### Point annotation dataset items
_ _ _ _ _ _ _

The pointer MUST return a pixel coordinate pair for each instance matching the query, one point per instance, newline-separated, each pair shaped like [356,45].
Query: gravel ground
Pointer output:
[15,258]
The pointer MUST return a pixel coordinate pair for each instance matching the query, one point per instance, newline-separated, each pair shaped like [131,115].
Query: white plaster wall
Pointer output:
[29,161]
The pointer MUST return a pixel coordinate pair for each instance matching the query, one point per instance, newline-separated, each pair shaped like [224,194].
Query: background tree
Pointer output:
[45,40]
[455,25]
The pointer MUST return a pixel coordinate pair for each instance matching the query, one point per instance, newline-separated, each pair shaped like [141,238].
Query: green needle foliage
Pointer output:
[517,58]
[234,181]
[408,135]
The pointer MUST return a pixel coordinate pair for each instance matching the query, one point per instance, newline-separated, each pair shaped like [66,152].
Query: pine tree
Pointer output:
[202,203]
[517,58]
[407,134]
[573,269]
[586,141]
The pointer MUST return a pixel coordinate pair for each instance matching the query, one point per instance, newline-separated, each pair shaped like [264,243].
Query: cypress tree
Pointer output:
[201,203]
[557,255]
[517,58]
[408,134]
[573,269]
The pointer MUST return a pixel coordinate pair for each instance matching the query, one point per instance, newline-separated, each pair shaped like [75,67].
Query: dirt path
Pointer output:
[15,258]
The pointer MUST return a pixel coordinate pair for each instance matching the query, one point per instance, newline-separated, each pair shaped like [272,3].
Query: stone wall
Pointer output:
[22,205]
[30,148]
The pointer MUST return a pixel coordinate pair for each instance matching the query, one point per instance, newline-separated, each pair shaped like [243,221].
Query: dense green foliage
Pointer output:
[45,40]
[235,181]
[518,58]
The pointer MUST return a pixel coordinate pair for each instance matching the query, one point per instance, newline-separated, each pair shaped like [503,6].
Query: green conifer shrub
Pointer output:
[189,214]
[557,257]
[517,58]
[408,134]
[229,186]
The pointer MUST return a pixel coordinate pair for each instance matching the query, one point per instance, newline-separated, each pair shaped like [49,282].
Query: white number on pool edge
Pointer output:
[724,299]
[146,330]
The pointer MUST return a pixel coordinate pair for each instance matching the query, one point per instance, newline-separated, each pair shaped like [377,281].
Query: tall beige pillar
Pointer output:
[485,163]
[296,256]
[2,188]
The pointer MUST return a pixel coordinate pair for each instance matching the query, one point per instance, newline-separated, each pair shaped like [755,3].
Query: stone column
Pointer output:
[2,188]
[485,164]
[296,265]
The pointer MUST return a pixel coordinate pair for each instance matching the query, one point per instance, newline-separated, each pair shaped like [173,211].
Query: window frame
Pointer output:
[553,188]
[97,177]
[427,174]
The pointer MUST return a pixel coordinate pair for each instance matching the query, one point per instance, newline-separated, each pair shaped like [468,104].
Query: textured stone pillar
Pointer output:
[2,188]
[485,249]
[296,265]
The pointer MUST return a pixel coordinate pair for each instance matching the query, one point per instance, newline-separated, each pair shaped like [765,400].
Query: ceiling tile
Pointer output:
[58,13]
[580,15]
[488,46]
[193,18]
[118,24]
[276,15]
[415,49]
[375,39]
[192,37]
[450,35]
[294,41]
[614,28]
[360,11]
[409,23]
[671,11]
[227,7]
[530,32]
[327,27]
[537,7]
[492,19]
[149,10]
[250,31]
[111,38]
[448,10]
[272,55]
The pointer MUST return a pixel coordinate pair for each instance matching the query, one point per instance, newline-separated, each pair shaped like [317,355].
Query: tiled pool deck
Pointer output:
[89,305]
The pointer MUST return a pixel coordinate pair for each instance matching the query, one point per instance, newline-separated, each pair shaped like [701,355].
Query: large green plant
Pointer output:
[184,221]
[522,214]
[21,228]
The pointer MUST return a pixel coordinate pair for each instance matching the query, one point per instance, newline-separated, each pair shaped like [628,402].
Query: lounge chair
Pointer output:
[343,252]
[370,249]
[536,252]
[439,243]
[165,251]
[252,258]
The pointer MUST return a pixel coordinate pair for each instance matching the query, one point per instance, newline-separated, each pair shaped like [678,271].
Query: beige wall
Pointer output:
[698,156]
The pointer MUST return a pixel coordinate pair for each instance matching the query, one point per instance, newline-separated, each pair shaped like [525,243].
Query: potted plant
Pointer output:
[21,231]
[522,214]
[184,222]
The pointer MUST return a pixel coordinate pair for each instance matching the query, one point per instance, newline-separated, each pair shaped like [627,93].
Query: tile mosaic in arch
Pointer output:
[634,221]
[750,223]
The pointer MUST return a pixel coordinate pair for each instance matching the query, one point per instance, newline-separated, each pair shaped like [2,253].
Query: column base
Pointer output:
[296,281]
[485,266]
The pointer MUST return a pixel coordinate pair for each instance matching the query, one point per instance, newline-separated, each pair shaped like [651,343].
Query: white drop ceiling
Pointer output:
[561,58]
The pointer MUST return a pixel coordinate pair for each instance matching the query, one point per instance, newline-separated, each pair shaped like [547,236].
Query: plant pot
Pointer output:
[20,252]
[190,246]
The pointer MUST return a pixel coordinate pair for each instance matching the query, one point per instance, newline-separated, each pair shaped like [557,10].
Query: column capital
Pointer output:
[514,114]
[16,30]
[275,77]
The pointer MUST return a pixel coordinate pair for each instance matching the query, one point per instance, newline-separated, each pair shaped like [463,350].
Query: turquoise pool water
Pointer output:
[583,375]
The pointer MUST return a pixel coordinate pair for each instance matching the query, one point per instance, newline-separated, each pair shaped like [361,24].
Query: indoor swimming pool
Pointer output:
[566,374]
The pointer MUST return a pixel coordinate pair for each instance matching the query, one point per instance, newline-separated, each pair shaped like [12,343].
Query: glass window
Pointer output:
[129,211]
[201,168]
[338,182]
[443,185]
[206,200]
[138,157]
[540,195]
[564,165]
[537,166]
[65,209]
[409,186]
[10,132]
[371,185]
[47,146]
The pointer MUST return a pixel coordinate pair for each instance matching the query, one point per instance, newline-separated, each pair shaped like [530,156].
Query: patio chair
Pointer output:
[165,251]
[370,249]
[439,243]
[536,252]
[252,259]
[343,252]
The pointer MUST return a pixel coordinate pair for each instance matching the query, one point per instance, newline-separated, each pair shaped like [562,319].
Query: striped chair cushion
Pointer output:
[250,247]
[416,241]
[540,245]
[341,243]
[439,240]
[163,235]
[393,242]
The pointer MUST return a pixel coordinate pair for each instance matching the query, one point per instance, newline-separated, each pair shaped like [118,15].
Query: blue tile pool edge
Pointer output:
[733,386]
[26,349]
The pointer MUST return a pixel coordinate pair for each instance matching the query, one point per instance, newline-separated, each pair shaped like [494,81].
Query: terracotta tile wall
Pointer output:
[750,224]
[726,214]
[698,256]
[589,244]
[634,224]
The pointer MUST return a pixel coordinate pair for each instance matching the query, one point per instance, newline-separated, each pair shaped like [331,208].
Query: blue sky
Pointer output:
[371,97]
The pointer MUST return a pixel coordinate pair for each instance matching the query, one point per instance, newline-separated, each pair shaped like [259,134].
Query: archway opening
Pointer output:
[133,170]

_ _ _ _ _ _ _

### Task prompt
Starting with the line containing "shaped like [118,15]." and continuing through the end of the items, reproduce every line, requests included, but scale each coordinate in the answers by 0.25, rounding to whole numbers with halves going up. Leave the numbers in the requests and their format samples unchanged.

### Exercise solution
The pointer MUST return a pixel coordinate pair for each instance matching the query, one point per instance, newline-separated, each pair shaped like [118,15].
Query: blue tile pool edge
Pointer output:
[183,97]
[7,87]
The pointer MUST return a pixel coordinate pair for each instance matching the query, one point per instance, newline-separated, each pair shaped like [494,81].
Query: terracotta tile wall
Pointer output:
[188,56]
[182,54]
[175,64]
[147,61]
[159,56]
The pointer MUST return a pixel coordinate pair for each instance matching the query, one point per instance, newline-separated, each pair shaped like [331,208].
Query: blue sky
Pointer output:
[93,24]
The pointer MUST return a pixel coordinate pair for each instance matching the query, one point per instance, newline-separated, each pair shaped like [259,134].
Query: archway opening
Pointer output:
[33,43]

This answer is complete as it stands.